Ex-presidente do TJGO, desembargador Carlos Alberto França anuncia aposentadoria após 35 anos de magistratura. Magistrado será lembrado por casos épicos, propulsão e progresso do Tribunal e da decisão histórica que libertou o jornalista Batista Custódio do estigma da falência após 25 anos.

“Serei eternamente grato ao Poder Judiciário”, diz Carlos França ao anunciar aposentadoria; ex-presidente do TJGO se despede em outubro da Corte goiana (Foto: Léo Iran)

Sumário

Editorial

O Tribunal de Justiça do Estado de Goiás (TJGO) assiste à despedida de um de seus mais ilustres magistrados. O desembargador Carlos Alberto França, de 60 anos, comunicou sua aposentadoria voluntária ao atual presidente da Corte, Leandro Crispim, surpreendendo a comunidade jurídica ao optar por deixar a magistratura quando ainda poderia exercer cerca de 15 anos de carreira pela frente.

França, que presidiu o TJGO por dois biênios consecutivos (2021-2023 e 2023-2025) e chegou a liderar o Conselho de Presidentes dos Tribunais de Justiça do Brasil (Consepre) em 2023-2024, parte com o sentimento de dever cumprido e gratidão.

“A magistratura goiana foi a minha vida por 35 anos e serei eternamente grato a tudo o que vivi. Depois dessa longa jornada, cheguei à conclusão que deveria enfrentar novos desafios, assumindo outros projetos, no futuro exercício da advocacia”, declarou o desembargador ao anunciar a nova fase.

..............................

Etapas do exercício
1. Indique se cada afirmação está de acordo com o texto sobre a aposentadoria de Carlos Alberto França, respondendo sim ou não e citando literalmente as palavras decisivas do texto: (a) o desembargador tem 60 anos; (b) ele presidiu o TJGO por um único biênio; (c) ele pretende exercer a advocacia no futuro.
2. Redigite o trecho do texto sobre a aposentadoria de Carlos Alberto França que vai desde "Ex-presidente do TJGO, desembargador" até "(Foto: Léo Iran)", sem alterar nada.

..............................

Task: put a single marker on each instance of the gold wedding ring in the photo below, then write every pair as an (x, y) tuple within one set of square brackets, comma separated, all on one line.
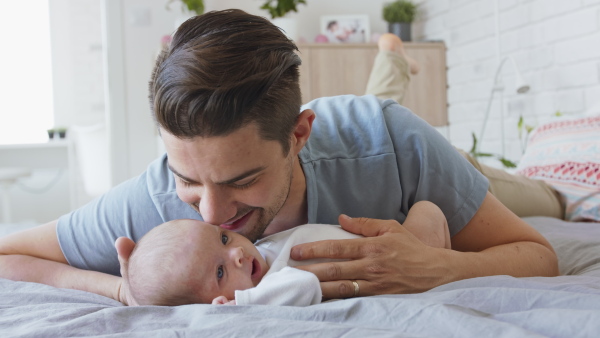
[(356, 288)]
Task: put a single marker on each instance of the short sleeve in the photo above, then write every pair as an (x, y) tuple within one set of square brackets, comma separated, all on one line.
[(87, 235)]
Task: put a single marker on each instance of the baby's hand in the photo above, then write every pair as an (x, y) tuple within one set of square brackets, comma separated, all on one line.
[(222, 300)]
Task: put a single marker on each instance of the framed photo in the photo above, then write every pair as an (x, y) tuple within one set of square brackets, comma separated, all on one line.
[(346, 28)]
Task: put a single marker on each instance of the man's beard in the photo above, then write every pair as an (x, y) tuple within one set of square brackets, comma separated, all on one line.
[(266, 216)]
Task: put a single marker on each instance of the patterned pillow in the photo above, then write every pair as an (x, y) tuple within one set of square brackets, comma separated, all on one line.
[(566, 154)]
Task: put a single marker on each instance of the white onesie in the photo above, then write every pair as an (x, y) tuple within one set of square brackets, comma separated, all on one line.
[(283, 284)]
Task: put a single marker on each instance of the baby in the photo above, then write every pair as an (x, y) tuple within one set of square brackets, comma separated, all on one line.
[(189, 261)]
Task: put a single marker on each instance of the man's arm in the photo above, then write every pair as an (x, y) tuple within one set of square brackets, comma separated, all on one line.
[(392, 260), (34, 255)]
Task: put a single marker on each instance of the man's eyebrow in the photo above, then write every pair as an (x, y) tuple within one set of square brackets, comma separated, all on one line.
[(242, 176), (226, 182), (180, 175)]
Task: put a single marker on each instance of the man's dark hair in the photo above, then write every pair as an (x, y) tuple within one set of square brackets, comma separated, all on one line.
[(224, 70)]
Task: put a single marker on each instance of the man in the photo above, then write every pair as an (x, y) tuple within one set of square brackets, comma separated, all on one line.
[(225, 96)]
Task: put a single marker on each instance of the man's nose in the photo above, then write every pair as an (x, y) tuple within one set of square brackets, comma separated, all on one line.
[(216, 206), (237, 255)]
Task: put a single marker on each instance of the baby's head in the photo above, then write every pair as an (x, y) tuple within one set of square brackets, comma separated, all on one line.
[(189, 261)]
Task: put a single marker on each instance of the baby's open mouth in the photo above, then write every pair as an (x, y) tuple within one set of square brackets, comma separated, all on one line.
[(255, 268)]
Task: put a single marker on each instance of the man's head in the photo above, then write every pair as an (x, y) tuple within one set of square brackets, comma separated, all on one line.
[(224, 70), (188, 262), (227, 100)]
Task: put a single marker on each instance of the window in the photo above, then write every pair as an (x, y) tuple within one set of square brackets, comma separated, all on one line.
[(26, 103)]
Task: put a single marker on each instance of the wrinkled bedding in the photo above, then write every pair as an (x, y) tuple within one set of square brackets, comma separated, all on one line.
[(565, 306)]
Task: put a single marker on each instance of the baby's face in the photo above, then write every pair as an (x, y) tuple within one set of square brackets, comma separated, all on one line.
[(222, 262)]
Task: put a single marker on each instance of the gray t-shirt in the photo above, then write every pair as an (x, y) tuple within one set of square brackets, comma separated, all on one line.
[(364, 158)]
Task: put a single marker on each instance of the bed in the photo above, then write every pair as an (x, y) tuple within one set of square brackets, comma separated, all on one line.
[(564, 306)]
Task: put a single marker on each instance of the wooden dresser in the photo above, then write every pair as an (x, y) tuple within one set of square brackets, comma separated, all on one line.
[(337, 69)]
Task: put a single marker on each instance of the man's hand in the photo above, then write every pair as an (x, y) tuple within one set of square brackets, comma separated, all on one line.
[(389, 260), (392, 260), (124, 247)]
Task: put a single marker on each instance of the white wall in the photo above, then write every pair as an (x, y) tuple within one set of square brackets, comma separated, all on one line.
[(556, 45)]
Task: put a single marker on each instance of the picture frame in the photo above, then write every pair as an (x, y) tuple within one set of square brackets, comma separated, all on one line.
[(346, 28)]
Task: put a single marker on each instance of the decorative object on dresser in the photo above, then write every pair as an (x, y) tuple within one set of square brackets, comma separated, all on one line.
[(336, 69), (399, 15), (345, 28)]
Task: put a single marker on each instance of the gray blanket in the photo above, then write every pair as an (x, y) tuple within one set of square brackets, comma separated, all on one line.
[(565, 306)]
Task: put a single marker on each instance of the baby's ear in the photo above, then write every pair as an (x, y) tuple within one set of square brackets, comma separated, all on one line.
[(124, 248)]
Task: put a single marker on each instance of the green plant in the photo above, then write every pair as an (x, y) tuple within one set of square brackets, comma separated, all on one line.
[(196, 6), (279, 8), (400, 11)]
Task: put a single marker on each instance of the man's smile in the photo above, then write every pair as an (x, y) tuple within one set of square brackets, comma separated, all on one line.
[(239, 223)]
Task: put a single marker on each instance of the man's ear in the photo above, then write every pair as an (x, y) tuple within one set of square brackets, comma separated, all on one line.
[(124, 248), (302, 129)]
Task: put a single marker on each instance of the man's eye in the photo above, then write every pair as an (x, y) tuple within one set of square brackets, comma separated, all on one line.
[(245, 185)]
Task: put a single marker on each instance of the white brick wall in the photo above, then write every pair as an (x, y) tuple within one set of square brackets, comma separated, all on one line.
[(555, 43)]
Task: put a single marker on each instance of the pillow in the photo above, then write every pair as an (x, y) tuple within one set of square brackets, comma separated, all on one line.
[(566, 154)]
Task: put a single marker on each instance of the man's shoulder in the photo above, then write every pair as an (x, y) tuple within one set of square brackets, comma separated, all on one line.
[(159, 178), (348, 126)]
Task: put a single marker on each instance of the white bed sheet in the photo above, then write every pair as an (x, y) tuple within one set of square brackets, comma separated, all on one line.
[(497, 306)]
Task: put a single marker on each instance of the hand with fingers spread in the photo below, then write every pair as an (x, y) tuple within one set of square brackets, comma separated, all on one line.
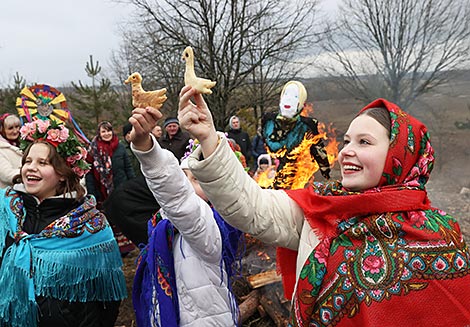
[(196, 118), (143, 121)]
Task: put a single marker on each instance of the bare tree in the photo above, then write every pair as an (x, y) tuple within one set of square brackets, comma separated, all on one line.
[(10, 93), (397, 49), (95, 101), (237, 43)]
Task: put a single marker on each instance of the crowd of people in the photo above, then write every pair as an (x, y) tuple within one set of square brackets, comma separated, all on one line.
[(366, 250)]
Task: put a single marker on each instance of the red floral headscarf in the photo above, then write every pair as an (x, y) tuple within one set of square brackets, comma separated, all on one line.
[(410, 157), (382, 251), (401, 188)]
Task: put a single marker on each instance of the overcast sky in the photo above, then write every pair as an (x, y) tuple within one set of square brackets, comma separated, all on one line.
[(49, 41)]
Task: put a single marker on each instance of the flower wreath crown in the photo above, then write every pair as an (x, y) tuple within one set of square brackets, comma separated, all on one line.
[(66, 144)]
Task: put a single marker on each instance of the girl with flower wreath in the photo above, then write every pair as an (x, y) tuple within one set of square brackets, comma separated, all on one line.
[(59, 262), (111, 166), (368, 250), (10, 153)]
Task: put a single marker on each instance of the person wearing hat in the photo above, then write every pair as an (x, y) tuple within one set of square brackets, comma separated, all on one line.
[(174, 139)]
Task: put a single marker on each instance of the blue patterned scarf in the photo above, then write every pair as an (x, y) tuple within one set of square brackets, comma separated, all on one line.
[(155, 274), (75, 258)]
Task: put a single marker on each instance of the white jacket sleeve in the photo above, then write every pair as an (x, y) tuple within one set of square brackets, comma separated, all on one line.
[(269, 215), (191, 215)]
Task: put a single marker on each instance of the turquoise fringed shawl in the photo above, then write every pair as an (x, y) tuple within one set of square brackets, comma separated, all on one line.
[(76, 258)]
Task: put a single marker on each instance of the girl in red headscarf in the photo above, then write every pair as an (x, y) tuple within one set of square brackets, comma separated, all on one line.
[(368, 250)]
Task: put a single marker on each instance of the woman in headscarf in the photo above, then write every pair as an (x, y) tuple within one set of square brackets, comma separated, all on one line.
[(368, 250), (111, 166)]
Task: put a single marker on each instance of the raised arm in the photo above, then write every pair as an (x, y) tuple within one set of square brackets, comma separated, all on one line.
[(269, 215), (196, 118), (188, 213)]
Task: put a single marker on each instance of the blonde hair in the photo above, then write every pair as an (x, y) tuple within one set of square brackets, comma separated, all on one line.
[(302, 93)]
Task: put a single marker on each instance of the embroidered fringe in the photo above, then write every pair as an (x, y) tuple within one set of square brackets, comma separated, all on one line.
[(80, 275), (14, 310)]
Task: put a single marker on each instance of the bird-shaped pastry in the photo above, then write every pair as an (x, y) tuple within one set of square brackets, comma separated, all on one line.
[(202, 85), (142, 98)]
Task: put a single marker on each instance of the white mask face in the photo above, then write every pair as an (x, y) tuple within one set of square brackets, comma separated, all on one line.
[(289, 101)]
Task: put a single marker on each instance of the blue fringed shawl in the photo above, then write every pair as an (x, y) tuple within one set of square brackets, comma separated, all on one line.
[(76, 258)]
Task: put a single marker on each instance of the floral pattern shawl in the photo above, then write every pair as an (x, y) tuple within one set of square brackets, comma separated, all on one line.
[(75, 258), (386, 257)]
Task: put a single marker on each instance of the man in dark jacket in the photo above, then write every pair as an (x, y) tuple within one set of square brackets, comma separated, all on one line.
[(238, 135), (174, 139)]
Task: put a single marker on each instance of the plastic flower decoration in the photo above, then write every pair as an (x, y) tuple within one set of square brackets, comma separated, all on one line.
[(66, 144)]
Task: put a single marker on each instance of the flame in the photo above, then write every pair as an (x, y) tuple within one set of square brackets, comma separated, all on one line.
[(263, 255), (300, 168)]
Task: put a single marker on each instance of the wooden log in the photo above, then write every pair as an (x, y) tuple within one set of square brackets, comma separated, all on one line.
[(274, 311), (249, 305), (263, 279)]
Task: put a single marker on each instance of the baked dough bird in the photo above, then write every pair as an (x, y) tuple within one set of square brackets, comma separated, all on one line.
[(142, 98), (202, 85)]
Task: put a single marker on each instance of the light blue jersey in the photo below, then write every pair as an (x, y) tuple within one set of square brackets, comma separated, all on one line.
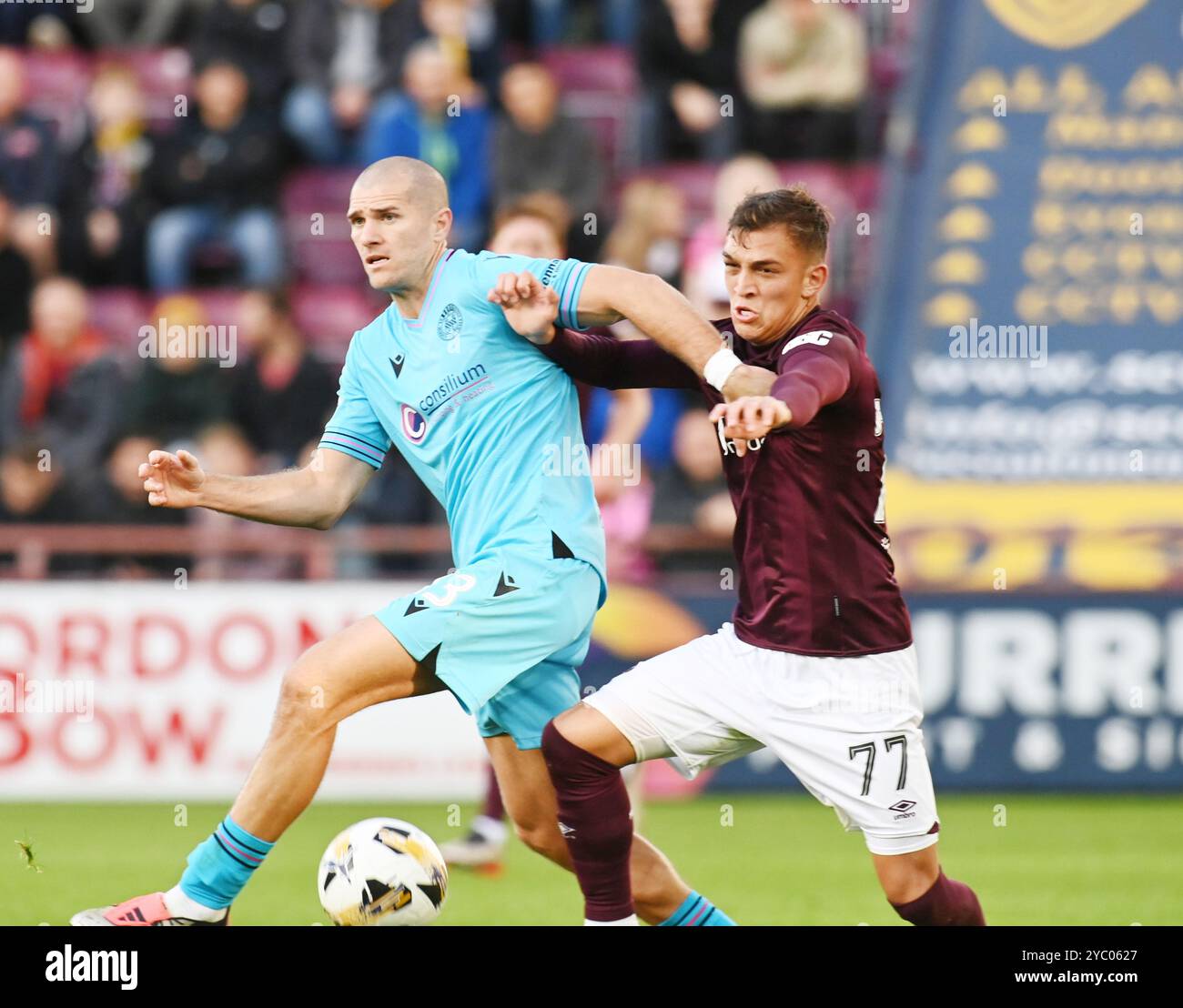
[(486, 421)]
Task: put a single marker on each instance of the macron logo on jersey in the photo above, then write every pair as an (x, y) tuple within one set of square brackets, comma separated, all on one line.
[(819, 338)]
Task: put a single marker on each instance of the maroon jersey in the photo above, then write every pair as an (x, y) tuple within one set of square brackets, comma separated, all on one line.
[(816, 576)]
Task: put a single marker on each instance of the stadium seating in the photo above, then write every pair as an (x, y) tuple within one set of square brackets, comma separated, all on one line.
[(599, 86)]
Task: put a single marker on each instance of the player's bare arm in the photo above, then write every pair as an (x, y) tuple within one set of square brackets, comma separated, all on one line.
[(314, 497), (611, 294)]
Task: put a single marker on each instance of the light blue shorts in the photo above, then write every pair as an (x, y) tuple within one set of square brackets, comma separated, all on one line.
[(508, 634)]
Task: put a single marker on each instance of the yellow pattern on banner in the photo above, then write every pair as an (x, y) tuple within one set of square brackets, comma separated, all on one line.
[(1063, 24), (986, 536)]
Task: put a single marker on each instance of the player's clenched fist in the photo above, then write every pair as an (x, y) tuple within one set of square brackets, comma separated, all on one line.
[(750, 418), (172, 480), (531, 307)]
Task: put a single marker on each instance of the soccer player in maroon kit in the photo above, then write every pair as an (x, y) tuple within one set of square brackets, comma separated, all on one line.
[(819, 662)]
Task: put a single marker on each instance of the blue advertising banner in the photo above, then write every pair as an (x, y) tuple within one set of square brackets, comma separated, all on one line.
[(1060, 693), (1028, 310)]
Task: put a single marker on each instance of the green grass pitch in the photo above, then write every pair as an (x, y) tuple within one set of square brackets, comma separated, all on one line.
[(764, 859)]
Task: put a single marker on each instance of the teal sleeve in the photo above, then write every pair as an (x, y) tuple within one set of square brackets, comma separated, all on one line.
[(354, 428), (564, 276)]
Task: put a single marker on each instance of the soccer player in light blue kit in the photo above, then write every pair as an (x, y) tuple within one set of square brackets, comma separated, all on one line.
[(444, 375)]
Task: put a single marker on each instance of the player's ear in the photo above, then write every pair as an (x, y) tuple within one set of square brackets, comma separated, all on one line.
[(814, 279), (442, 224)]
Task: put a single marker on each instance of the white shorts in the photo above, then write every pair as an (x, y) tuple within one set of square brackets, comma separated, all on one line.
[(847, 728)]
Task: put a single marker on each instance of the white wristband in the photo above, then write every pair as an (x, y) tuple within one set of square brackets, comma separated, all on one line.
[(720, 367)]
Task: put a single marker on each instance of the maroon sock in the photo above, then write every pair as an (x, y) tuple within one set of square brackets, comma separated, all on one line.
[(949, 902), (594, 816), (493, 807)]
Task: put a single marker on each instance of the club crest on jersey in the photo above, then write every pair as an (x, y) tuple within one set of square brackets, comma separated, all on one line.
[(414, 426), (450, 319), (819, 338)]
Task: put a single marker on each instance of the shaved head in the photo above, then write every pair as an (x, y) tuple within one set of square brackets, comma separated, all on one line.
[(399, 221), (415, 181)]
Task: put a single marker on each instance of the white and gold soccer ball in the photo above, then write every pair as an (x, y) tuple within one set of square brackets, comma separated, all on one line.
[(382, 872)]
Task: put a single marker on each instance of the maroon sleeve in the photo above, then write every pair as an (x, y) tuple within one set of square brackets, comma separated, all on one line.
[(814, 377), (618, 363)]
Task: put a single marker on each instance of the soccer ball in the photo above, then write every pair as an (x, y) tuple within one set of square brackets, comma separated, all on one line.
[(382, 872)]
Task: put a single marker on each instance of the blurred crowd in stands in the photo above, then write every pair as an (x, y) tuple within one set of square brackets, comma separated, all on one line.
[(187, 162)]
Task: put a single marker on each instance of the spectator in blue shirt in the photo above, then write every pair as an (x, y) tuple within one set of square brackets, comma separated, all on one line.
[(442, 123)]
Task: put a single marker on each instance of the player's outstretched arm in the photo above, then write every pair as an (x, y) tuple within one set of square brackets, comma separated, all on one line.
[(612, 292), (312, 497), (531, 309)]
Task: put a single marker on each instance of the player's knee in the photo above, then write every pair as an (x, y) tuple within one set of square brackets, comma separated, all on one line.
[(541, 837), (303, 698), (568, 763), (907, 881)]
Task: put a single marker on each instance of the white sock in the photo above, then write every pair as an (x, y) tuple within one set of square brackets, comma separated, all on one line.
[(180, 905), (491, 830)]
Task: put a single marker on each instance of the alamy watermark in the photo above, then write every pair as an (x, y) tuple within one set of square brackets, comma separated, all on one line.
[(574, 458), (84, 6), (19, 695), (898, 6), (978, 342), (216, 342)]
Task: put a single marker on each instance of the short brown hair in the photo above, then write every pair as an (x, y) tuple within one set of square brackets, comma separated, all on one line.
[(794, 209)]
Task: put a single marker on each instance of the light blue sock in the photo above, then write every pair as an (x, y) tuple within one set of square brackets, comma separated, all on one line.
[(223, 863), (697, 912)]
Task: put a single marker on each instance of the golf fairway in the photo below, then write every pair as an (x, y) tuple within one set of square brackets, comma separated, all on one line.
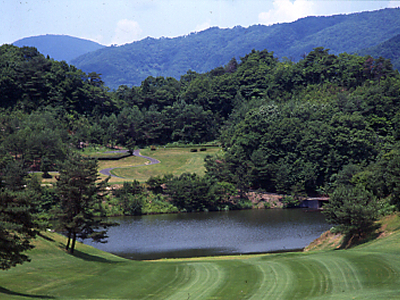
[(368, 271)]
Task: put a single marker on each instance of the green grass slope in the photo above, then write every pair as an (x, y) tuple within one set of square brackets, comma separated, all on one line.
[(368, 271), (174, 161)]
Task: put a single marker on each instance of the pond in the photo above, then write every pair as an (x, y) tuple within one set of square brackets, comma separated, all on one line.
[(213, 233)]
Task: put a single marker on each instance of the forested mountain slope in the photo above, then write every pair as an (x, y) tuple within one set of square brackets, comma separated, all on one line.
[(389, 49), (59, 47), (130, 64)]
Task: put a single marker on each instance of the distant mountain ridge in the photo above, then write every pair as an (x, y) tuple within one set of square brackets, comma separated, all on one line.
[(130, 64), (60, 47), (388, 49)]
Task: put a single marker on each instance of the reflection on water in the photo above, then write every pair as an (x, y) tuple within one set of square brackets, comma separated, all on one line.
[(213, 233)]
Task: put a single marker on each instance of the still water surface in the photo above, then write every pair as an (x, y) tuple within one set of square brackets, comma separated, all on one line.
[(213, 233)]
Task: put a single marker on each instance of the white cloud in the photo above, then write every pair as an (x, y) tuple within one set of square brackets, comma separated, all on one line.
[(127, 31), (286, 11), (394, 4), (203, 26)]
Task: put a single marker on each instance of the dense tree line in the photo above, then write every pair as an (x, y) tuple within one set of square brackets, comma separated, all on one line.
[(328, 124)]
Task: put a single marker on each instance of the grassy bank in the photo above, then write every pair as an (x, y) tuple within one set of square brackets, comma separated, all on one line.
[(173, 161), (367, 271)]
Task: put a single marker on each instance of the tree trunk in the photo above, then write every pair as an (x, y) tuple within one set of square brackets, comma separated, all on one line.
[(73, 243), (69, 240)]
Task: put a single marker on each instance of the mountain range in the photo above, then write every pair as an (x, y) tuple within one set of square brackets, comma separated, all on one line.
[(59, 47), (367, 32)]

..............................

Lista de respostas
1.
(a) Sim: "O desembargador Carlos Alberto França, de 60 anos"
(b) Não: "presidiu o TJGO por dois biênios consecutivos (2021-2023 e 2023-2025)"
(c) Sim: "assumindo outros projetos, no futuro exercício da advocacia"

2.
Ex-presidente do TJGO, desembargador Carlos Alberto França anuncia aposentadoria após 35 anos de magistratura. Magistrado será lembrado por casos épicos, propulsão e progresso do Tribunal e da decisão histórica que libertou o jornalista Batista Custódio do estigma da falência após 25 anos.

“Serei eternamente grato ao Poder Judiciário”, diz Carlos França ao anunciar aposentadoria; ex-presidente do TJGO se despede em outubro da Corte goiana (Foto: Léo Iran)